§ **INSTRUCTION**:
Reproduce all of the entries below, substituting "locator" for every occurrence of "pointer" and leaving everything else unchanged.

[Location annotation dataset excerpts]
===============

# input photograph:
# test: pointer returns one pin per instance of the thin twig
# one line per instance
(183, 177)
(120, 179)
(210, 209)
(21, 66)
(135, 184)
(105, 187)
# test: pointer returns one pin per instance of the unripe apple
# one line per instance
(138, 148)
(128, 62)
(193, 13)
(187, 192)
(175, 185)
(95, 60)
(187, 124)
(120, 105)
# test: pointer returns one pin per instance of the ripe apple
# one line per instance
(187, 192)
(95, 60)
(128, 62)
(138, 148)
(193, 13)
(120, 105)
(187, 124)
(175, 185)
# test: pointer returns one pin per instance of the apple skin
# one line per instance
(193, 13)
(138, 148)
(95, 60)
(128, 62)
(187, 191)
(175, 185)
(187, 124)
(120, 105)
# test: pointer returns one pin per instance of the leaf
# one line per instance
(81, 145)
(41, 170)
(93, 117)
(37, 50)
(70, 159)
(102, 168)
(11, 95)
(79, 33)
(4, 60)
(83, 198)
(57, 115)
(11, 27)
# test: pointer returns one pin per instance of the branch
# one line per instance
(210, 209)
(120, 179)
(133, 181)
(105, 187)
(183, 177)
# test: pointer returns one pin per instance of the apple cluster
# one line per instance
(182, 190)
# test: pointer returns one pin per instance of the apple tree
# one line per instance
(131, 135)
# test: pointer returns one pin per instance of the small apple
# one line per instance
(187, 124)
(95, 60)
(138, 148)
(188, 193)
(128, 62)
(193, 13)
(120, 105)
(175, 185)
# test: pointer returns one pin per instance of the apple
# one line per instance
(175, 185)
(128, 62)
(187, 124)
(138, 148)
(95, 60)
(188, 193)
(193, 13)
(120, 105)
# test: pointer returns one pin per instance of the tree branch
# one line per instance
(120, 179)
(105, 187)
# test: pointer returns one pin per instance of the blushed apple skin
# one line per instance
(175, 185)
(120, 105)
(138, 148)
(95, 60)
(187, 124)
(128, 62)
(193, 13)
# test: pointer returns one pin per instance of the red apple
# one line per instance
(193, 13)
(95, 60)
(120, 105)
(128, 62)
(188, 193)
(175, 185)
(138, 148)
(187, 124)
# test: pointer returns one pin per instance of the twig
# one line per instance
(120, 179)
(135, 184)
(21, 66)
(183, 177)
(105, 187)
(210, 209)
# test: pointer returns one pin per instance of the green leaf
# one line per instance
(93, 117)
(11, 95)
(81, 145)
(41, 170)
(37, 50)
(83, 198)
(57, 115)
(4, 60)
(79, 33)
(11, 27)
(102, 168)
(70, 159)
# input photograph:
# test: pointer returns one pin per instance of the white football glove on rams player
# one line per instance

===============

§ **SOLUTION TO THE EXERCISE**:
# input photograph:
# test: locator returns one pin per instance of the thin twig
# one line per instance
(183, 177)
(120, 179)
(210, 209)
(21, 66)
(135, 184)
(105, 187)
# test: locator returns one pin per instance of the unripe apple
# one line per instance
(138, 148)
(128, 62)
(193, 13)
(187, 192)
(175, 185)
(95, 60)
(187, 124)
(120, 105)
# test: locator returns one pin per instance of the ripe apple
# one line per instance
(187, 192)
(95, 60)
(128, 62)
(138, 148)
(193, 13)
(120, 105)
(187, 124)
(175, 185)
# test: locator returns one pin per instance of the apple skin
# one line per instance
(193, 13)
(138, 148)
(95, 60)
(128, 62)
(187, 191)
(175, 185)
(187, 124)
(120, 105)
# test: locator returns one pin per instance of the leaf
# one line per instance
(81, 145)
(41, 170)
(93, 117)
(37, 50)
(70, 159)
(102, 168)
(11, 95)
(79, 33)
(4, 60)
(83, 198)
(57, 115)
(11, 27)
# test: locator returns one pin per instance of the branch
# one line per instance
(210, 209)
(120, 179)
(133, 181)
(105, 187)
(183, 177)
# test: locator returns one pin per instance of the apple cluster
# one line per instance
(182, 190)
# test: locator returns one pin per instance of the apple tree
# one line per instance
(131, 135)
# test: locator returns one pin per instance of the small apple
# one line per instance
(187, 124)
(95, 60)
(138, 148)
(188, 193)
(128, 62)
(193, 13)
(120, 105)
(175, 185)
# test: locator returns one pin per instance of the apple
# one line per instance
(175, 185)
(128, 62)
(187, 124)
(138, 148)
(95, 60)
(188, 193)
(193, 13)
(120, 105)
# test: locator returns one pin per instance of the tree branch
# one line per instance
(120, 179)
(105, 187)
# test: locator returns one pin per instance of the blushed apple skin
# one line per instance
(175, 185)
(120, 105)
(138, 148)
(95, 60)
(187, 124)
(128, 62)
(193, 13)
# test: locator returns one pin per instance of the red apple
# one line per instance
(193, 13)
(95, 60)
(120, 105)
(128, 62)
(188, 193)
(175, 185)
(138, 148)
(187, 124)
# test: locator returns one pin per instance of the twig
# one line per instance
(120, 179)
(135, 184)
(21, 66)
(183, 177)
(105, 187)
(210, 209)
# test: locator returns one pin per instance of the green leaf
# one line per instance
(93, 117)
(11, 95)
(81, 145)
(41, 170)
(37, 50)
(83, 198)
(57, 115)
(4, 60)
(79, 33)
(11, 27)
(102, 168)
(70, 159)
# input photograph:
# test: locator returns one pin per instance of the white football glove on rams player
# one line per instance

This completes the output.